■ The task:
Would you please transcribe, exactly as written, the lines of the entries below starting at the one that holds "Query: dark doorway interior" and ending at the one that holds "Expected behaviour: for each instance of the wooden plank", both included?

BEGIN Input for this task

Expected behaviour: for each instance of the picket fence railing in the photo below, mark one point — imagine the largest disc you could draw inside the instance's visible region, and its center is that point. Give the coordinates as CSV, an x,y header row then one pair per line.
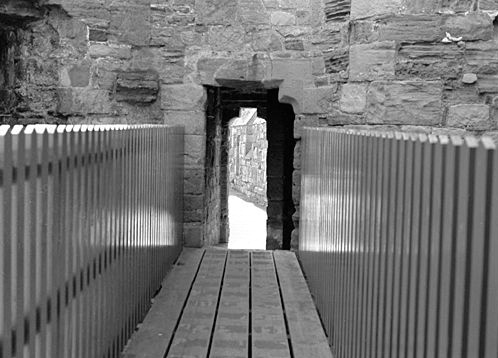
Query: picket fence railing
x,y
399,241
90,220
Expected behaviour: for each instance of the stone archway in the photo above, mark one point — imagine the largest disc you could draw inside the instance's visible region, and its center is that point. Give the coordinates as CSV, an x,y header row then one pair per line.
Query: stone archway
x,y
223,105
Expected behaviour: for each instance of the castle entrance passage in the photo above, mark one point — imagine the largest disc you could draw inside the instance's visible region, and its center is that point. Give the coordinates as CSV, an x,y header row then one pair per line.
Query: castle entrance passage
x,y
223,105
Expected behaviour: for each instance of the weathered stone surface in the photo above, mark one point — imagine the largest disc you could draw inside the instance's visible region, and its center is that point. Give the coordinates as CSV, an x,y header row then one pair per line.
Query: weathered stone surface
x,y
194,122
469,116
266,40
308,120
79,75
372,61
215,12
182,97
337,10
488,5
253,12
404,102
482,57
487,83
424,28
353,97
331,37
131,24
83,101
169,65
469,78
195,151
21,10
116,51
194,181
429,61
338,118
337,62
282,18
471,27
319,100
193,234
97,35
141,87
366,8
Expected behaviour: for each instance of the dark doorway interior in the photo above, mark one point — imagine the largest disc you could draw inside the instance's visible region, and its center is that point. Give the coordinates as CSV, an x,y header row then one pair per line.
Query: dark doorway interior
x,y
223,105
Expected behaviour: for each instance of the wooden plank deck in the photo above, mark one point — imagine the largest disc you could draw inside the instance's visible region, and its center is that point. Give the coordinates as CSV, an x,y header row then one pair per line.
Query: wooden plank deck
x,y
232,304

END Input for this task
BEGIN Input for this task

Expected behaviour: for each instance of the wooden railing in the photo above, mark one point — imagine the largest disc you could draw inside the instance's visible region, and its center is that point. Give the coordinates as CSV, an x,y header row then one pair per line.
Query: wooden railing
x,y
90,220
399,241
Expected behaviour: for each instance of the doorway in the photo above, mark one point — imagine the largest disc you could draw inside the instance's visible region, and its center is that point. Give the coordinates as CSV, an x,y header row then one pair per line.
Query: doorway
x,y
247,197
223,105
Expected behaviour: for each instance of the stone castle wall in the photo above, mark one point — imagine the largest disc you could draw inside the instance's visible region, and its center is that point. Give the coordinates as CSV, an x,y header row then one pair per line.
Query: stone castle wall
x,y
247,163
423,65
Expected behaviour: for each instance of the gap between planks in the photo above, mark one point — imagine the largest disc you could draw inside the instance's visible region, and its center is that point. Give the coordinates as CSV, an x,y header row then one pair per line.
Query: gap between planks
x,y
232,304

END Input for this task

■ Response to the exercise:
Query: dark doorway interior
x,y
223,105
Expected behaviour: for each instance of the wooden plank deck in the photo above, mark one point — imagine the largest disc you could draw inside the instance's visible region, and its center is that point. Give the coordinates as CSV, an x,y header row then one pair per line.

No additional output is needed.